** Passage for review follows **

Thursday, October 21, 2010

William R. Stall

William R. Stall was born in 1843 in Wayne County, New York, possibly the son of John W. (1801-1890) and Hannah (b. 1799).

William’s parents were both born in New York and presumably married there. By 1850 William was attending school with his younger brother Myron and living with his family in Sodus, Wayne County, New York, where his father worked as a common laborer. William left New York and eventually settled in Michigan. He may have been living in Cooper, Kalamazoo County or Courtland, Kent County, in 1860.

In any case, he stood 5’5” with blue eyes, auburn hair and a light complexion and was probably living in Lansing in the early Spring of 1861 when he became a member of the Lansing company called the “Williams’ Rifles,” whose members would serve as the nucleus of Company G. He was 18 years old and probably living in Lansing or Ingham County when he enlisted in Company G on May 10, 1861. By June of 1862 he was reported sick in the Regimental hospital.

William eventually recovered, and returned to duty. He reenlisted on December 24, 1863, at Brandy Station, Virginia, crediting Lansing First Ward, was presumably absent on veteran’s furlough in January of 1864 and probably returned to the Regiment on or about the first of February. He was reported at Division headquarters from February of 1864 through April, on detached service in May, and still on detached service at headquarters when he was transferred as a Sergeant to Company F, Fifth Michigan infantry upon consolidation of the Third and Fifth Michigan Regiments on June 10, 1864. He remained on detached service at headquarters through October, was absent with leave in February of 1865, and mustered out on July 5, 1865, at Jeffersonville, Indiana.

William eventually returned to Michigan after the war.

** End of Passage for review **

Directions>
[1] From the biographical sketch of William R. Stall, list every county it names.
[2] According to the biographical sketch of William R. Stall, why was he moved to Company F, Fifth Michigan infantry in June of 1864?
[3] Write the next part of the biographical sketch of William R. Stall, picking up after its final sentence.

** Listed entries follows **

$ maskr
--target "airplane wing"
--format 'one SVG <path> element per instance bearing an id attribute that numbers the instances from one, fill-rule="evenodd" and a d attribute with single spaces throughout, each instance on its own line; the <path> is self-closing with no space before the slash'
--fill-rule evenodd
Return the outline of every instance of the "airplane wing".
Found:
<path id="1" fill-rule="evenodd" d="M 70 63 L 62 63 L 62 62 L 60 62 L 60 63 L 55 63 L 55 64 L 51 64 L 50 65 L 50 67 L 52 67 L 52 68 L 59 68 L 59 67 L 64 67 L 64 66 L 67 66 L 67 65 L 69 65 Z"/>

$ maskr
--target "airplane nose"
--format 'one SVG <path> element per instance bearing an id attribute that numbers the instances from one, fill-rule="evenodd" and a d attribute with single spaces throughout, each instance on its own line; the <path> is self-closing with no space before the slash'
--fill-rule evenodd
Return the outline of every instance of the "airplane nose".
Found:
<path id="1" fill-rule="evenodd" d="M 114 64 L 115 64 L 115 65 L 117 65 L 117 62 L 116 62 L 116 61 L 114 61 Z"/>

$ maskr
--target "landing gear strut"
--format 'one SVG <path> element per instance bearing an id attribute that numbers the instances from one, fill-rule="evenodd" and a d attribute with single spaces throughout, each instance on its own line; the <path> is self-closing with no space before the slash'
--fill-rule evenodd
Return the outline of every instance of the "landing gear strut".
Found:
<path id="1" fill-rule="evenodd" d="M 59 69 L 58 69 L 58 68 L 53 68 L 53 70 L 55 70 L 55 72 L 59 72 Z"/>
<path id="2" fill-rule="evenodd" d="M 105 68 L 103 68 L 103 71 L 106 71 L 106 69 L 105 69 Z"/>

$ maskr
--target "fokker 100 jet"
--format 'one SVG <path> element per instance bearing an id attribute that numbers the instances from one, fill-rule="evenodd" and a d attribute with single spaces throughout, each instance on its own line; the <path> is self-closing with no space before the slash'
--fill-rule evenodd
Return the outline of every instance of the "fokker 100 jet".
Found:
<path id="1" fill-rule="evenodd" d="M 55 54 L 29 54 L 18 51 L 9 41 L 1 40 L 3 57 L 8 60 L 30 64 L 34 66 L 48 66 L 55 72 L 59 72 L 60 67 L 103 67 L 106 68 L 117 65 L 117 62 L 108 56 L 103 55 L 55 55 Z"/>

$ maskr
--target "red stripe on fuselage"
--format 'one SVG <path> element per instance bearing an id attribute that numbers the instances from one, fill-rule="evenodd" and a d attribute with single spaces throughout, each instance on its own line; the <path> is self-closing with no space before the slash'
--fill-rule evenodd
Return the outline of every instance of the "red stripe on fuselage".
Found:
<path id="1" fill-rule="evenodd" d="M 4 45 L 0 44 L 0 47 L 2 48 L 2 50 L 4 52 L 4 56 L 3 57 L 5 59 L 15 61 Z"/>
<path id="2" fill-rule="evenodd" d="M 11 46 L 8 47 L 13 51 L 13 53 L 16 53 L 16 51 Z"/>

** End of Listed entries **

Answers for this exercise>
[1] Wayne County, Kalamazoo County, Kent County, Ingham County

[2] He was transferred as a Sergeant to Company F, Fifth Michigan infantry on June 10, 1864, because the Third and Fifth Michigan Regiments were consolidated that day.

[3]
He married New York native Susan or Susannah B. (b 1842), and they had at least five children: George W. (b. 1867), Fred J. (b. 1869, Nelson (b. 1869), Wilson (b. 1870) and Irwin (b. 1879).

By 1870 he was working in a saw mill in Hubbardton, Lebanon Township, Clinton County. (His brother Myron may have lived briefly in Cheboygan, Michigan, in about 1870 before moving on to Iowa.) By 1880 William was working as a farmer and living with his wife and children in Wheatfield, Ingham County; two houses away lived the family of Myron Pollock, who may have been related to William Pollock who had also served from Wheatfield in Company G of the Old Third during the war.

By 1886 William was living in Waukon, Iowa, in 1888 in Carlisle, Arkansas (when he testified in the pension application of John Cutler) and in Vernon, Texas in 1890. He eventually settled in Newport News, Virginia, where he was living when he was admitted to the Central Branch, National Military Home in Dayton, Ohio. His wife also moved to Dayton and by 1906 was living on Gettysburg Avenue in Dayton.

In 1885 he applied for and received a pension (no. 414875).

William died of cancer of the stomach on September 1, 1906, and was buried in the Dayton National Cemetery: section P, row 23, grave no. 40.

Shortly after William died Susannah applied for and received a widow’s pension (no. 627444).